Text:
Katalonien: Eine katholische Nonne mischt sich in die Politik ein. Ein Gespräch mit Teresa Forcades
Teresa Forcades ist Medizinerin und Theologin. Im Alter von 30 Jahren trat sie 1997 in das Benediktiner-Kloster von Montserrat in Katalonien ein.
Sie gelten als Vertreterin einer feministischen Theologie – was müssen wir darunter verstehen?
Ich sehe es als fundamental an, dass die Texte der Bibel nicht wörtlich ausgelegt werden, sondern interpretierbar bleiben. Nur so öffnen sich Wege zur Abschaffung der patriarchalen Strukturen innerhalb der Kirche, eine der dringendsten Angelegenheiten, die einhergeht mit der Aufhebung des Klerikalismus.
Dabei geht es um konkrete Inhalte.

Material:

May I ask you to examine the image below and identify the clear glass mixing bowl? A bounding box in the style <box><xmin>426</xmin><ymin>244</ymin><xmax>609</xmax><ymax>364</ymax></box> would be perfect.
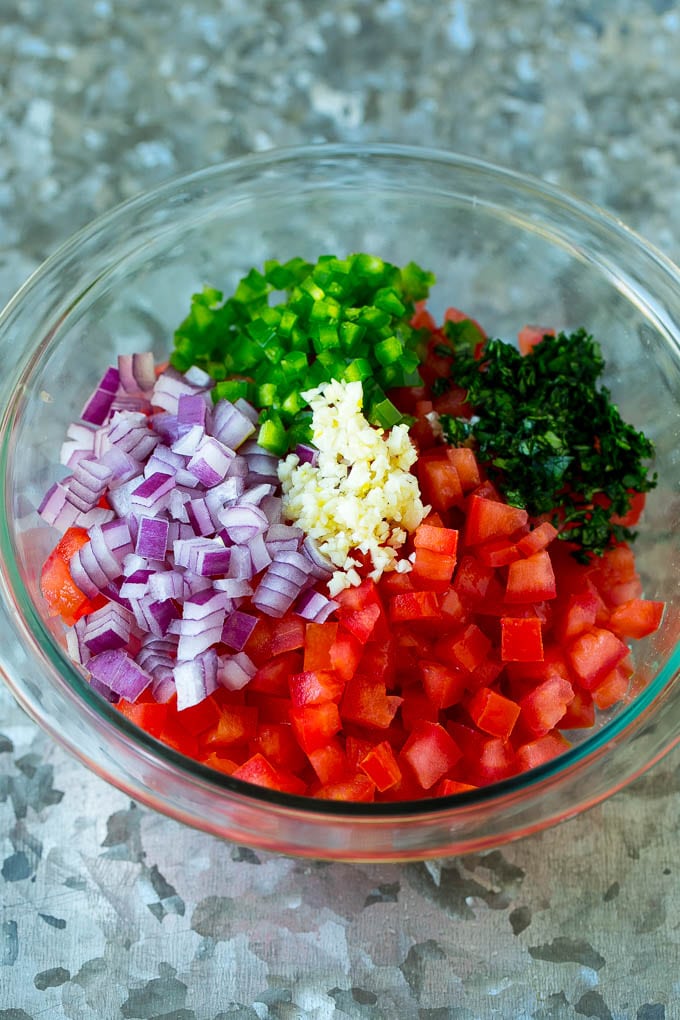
<box><xmin>0</xmin><ymin>146</ymin><xmax>680</xmax><ymax>860</ymax></box>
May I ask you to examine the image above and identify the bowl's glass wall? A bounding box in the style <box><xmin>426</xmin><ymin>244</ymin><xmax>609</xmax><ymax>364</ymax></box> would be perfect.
<box><xmin>0</xmin><ymin>150</ymin><xmax>680</xmax><ymax>857</ymax></box>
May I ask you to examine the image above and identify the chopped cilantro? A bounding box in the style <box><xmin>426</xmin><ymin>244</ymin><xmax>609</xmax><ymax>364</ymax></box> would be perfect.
<box><xmin>441</xmin><ymin>323</ymin><xmax>657</xmax><ymax>557</ymax></box>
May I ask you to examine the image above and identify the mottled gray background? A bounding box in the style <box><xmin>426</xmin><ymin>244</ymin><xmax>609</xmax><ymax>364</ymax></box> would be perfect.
<box><xmin>0</xmin><ymin>0</ymin><xmax>680</xmax><ymax>1020</ymax></box>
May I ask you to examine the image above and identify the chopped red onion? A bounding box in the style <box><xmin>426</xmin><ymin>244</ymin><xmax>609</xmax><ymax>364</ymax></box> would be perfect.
<box><xmin>120</xmin><ymin>569</ymin><xmax>153</xmax><ymax>602</ymax></box>
<box><xmin>99</xmin><ymin>447</ymin><xmax>142</xmax><ymax>489</ymax></box>
<box><xmin>217</xmin><ymin>652</ymin><xmax>257</xmax><ymax>691</ymax></box>
<box><xmin>177</xmin><ymin>393</ymin><xmax>208</xmax><ymax>436</ymax></box>
<box><xmin>88</xmin><ymin>649</ymin><xmax>151</xmax><ymax>701</ymax></box>
<box><xmin>187</xmin><ymin>436</ymin><xmax>236</xmax><ymax>489</ymax></box>
<box><xmin>129</xmin><ymin>471</ymin><xmax>174</xmax><ymax>513</ymax></box>
<box><xmin>144</xmin><ymin>443</ymin><xmax>187</xmax><ymax>478</ymax></box>
<box><xmin>38</xmin><ymin>481</ymin><xmax>80</xmax><ymax>531</ymax></box>
<box><xmin>185</xmin><ymin>365</ymin><xmax>215</xmax><ymax>390</ymax></box>
<box><xmin>248</xmin><ymin>532</ymin><xmax>271</xmax><ymax>573</ymax></box>
<box><xmin>59</xmin><ymin>421</ymin><xmax>95</xmax><ymax>467</ymax></box>
<box><xmin>182</xmin><ymin>585</ymin><xmax>230</xmax><ymax>620</ymax></box>
<box><xmin>210</xmin><ymin>400</ymin><xmax>257</xmax><ymax>450</ymax></box>
<box><xmin>106</xmin><ymin>474</ymin><xmax>143</xmax><ymax>517</ymax></box>
<box><xmin>75</xmin><ymin>507</ymin><xmax>115</xmax><ymax>529</ymax></box>
<box><xmin>217</xmin><ymin>503</ymin><xmax>269</xmax><ymax>546</ymax></box>
<box><xmin>129</xmin><ymin>595</ymin><xmax>179</xmax><ymax>638</ymax></box>
<box><xmin>185</xmin><ymin>496</ymin><xmax>215</xmax><ymax>538</ymax></box>
<box><xmin>149</xmin><ymin>570</ymin><xmax>185</xmax><ymax>602</ymax></box>
<box><xmin>83</xmin><ymin>602</ymin><xmax>133</xmax><ymax>655</ymax></box>
<box><xmin>149</xmin><ymin>411</ymin><xmax>179</xmax><ymax>445</ymax></box>
<box><xmin>228</xmin><ymin>546</ymin><xmax>254</xmax><ymax>580</ymax></box>
<box><xmin>220</xmin><ymin>609</ymin><xmax>257</xmax><ymax>652</ymax></box>
<box><xmin>151</xmin><ymin>368</ymin><xmax>200</xmax><ymax>414</ymax></box>
<box><xmin>260</xmin><ymin>496</ymin><xmax>283</xmax><ymax>524</ymax></box>
<box><xmin>212</xmin><ymin>579</ymin><xmax>253</xmax><ymax>599</ymax></box>
<box><xmin>174</xmin><ymin>648</ymin><xmax>217</xmax><ymax>712</ymax></box>
<box><xmin>171</xmin><ymin>425</ymin><xmax>205</xmax><ymax>457</ymax></box>
<box><xmin>81</xmin><ymin>368</ymin><xmax>119</xmax><ymax>425</ymax></box>
<box><xmin>241</xmin><ymin>481</ymin><xmax>276</xmax><ymax>505</ymax></box>
<box><xmin>135</xmin><ymin>516</ymin><xmax>169</xmax><ymax>560</ymax></box>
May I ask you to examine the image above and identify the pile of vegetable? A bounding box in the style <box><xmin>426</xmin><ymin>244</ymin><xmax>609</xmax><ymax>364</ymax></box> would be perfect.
<box><xmin>39</xmin><ymin>254</ymin><xmax>664</xmax><ymax>801</ymax></box>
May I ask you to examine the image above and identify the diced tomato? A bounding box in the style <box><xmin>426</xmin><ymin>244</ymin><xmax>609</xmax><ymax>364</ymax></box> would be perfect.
<box><xmin>248</xmin><ymin>722</ymin><xmax>306</xmax><ymax>773</ymax></box>
<box><xmin>453</xmin><ymin>556</ymin><xmax>496</xmax><ymax>607</ymax></box>
<box><xmin>330</xmin><ymin>627</ymin><xmax>364</xmax><ymax>683</ymax></box>
<box><xmin>609</xmin><ymin>599</ymin><xmax>665</xmax><ymax>640</ymax></box>
<box><xmin>556</xmin><ymin>585</ymin><xmax>609</xmax><ymax>643</ymax></box>
<box><xmin>401</xmin><ymin>721</ymin><xmax>462</xmax><ymax>789</ymax></box>
<box><xmin>289</xmin><ymin>669</ymin><xmax>345</xmax><ymax>707</ymax></box>
<box><xmin>341</xmin><ymin>673</ymin><xmax>402</xmax><ymax>729</ymax></box>
<box><xmin>116</xmin><ymin>698</ymin><xmax>168</xmax><ymax>737</ymax></box>
<box><xmin>560</xmin><ymin>687</ymin><xmax>595</xmax><ymax>729</ymax></box>
<box><xmin>359</xmin><ymin>741</ymin><xmax>402</xmax><ymax>794</ymax></box>
<box><xmin>434</xmin><ymin>778</ymin><xmax>478</xmax><ymax>797</ymax></box>
<box><xmin>201</xmin><ymin>705</ymin><xmax>258</xmax><ymax>750</ymax></box>
<box><xmin>447</xmin><ymin>447</ymin><xmax>481</xmax><ymax>495</ymax></box>
<box><xmin>308</xmin><ymin>736</ymin><xmax>352</xmax><ymax>783</ymax></box>
<box><xmin>345</xmin><ymin>733</ymin><xmax>375</xmax><ymax>772</ymax></box>
<box><xmin>411</xmin><ymin>546</ymin><xmax>456</xmax><ymax>592</ymax></box>
<box><xmin>401</xmin><ymin>684</ymin><xmax>439</xmax><ymax>731</ymax></box>
<box><xmin>289</xmin><ymin>702</ymin><xmax>342</xmax><ymax>755</ymax></box>
<box><xmin>231</xmin><ymin>754</ymin><xmax>307</xmax><ymax>795</ymax></box>
<box><xmin>468</xmin><ymin>736</ymin><xmax>518</xmax><ymax>786</ymax></box>
<box><xmin>439</xmin><ymin>588</ymin><xmax>467</xmax><ymax>625</ymax></box>
<box><xmin>467</xmin><ymin>687</ymin><xmax>520</xmax><ymax>740</ymax></box>
<box><xmin>501</xmin><ymin>616</ymin><xmax>543</xmax><ymax>662</ymax></box>
<box><xmin>177</xmin><ymin>698</ymin><xmax>221</xmax><ymax>736</ymax></box>
<box><xmin>517</xmin><ymin>731</ymin><xmax>571</xmax><ymax>771</ymax></box>
<box><xmin>304</xmin><ymin>620</ymin><xmax>337</xmax><ymax>669</ymax></box>
<box><xmin>359</xmin><ymin>641</ymin><xmax>397</xmax><ymax>687</ymax></box>
<box><xmin>465</xmin><ymin>493</ymin><xmax>528</xmax><ymax>546</ymax></box>
<box><xmin>475</xmin><ymin>539</ymin><xmax>521</xmax><ymax>567</ymax></box>
<box><xmin>413</xmin><ymin>523</ymin><xmax>458</xmax><ymax>560</ymax></box>
<box><xmin>314</xmin><ymin>772</ymin><xmax>375</xmax><ymax>802</ymax></box>
<box><xmin>506</xmin><ymin>549</ymin><xmax>557</xmax><ymax>604</ymax></box>
<box><xmin>517</xmin><ymin>520</ymin><xmax>558</xmax><ymax>556</ymax></box>
<box><xmin>335</xmin><ymin>577</ymin><xmax>389</xmax><ymax>645</ymax></box>
<box><xmin>434</xmin><ymin>623</ymin><xmax>491</xmax><ymax>673</ymax></box>
<box><xmin>389</xmin><ymin>592</ymin><xmax>441</xmax><ymax>623</ymax></box>
<box><xmin>418</xmin><ymin>659</ymin><xmax>466</xmax><ymax>709</ymax></box>
<box><xmin>416</xmin><ymin>447</ymin><xmax>463</xmax><ymax>511</ymax></box>
<box><xmin>248</xmin><ymin>652</ymin><xmax>303</xmax><ymax>698</ymax></box>
<box><xmin>567</xmin><ymin>627</ymin><xmax>628</xmax><ymax>692</ymax></box>
<box><xmin>443</xmin><ymin>305</ymin><xmax>486</xmax><ymax>344</ymax></box>
<box><xmin>197</xmin><ymin>751</ymin><xmax>239</xmax><ymax>775</ymax></box>
<box><xmin>40</xmin><ymin>527</ymin><xmax>107</xmax><ymax>626</ymax></box>
<box><xmin>520</xmin><ymin>676</ymin><xmax>574</xmax><ymax>736</ymax></box>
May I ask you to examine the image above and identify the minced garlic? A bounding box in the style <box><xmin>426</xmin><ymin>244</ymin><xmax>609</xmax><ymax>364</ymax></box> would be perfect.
<box><xmin>278</xmin><ymin>379</ymin><xmax>429</xmax><ymax>596</ymax></box>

Aufgaben:
**1.** Nenne alle Bezeichnungen, mit denen das Gespräch mit Teresa Forcades sie beschreibt.
**2.** Schreibe das Gespräch mit Teresa Forcades im Anschluss an den letzten Satz weiter.
Das Material stammt aus einer anderen Quelle.

Lösungen:
**1.** katholische Nonne, Medizinerin, Theologin, Vertreterin einer feministischen Theologie

**2.**
Wir haben in der Politik mit der früheren britischen Premierministerin Margret Thatcher ein prägnantes Beispiel dafür, dass allein die Tatsache, dass eine Frau an der Macht ist, keine Verbesserung bringt. Positiver Wandel hin zu sozialer Gerechtigkeit erfolgt immer von der Basis aus. Das bedeutet, dass wir uns alle als handelnde politische Subjekte sehen und als solche agieren müssen – zum Beispiel gegen die Homophobie innerhalb der Kirche. Homosexualität und Transsexualität müssen als etwas Normales gelten, ich spreche gern von der »Queer-Theologie«.
Welche Reaktionen gab es auf Ihre Äußerungen und Initiativen?
Meine Erklärungen zur Entkriminalisierung der Abtreibung haben mir innerhalb der Kirche sehr viel Kritik eingebracht. Ich habe auch viel Druck von Pharmakonzernen bekommen, nachdem ich die Impfkampagnen gegen die Grippe A und den Papilloma-Virus kritisiert hatte. Die Firmen haben alle Hebel genutzt, um mich mundtot zu machen. Zum Beispiel wurde Kongressen, zu denen ich eingeladen war, die Finanzierung entzogen, oder sie wurden sogar abgesagt.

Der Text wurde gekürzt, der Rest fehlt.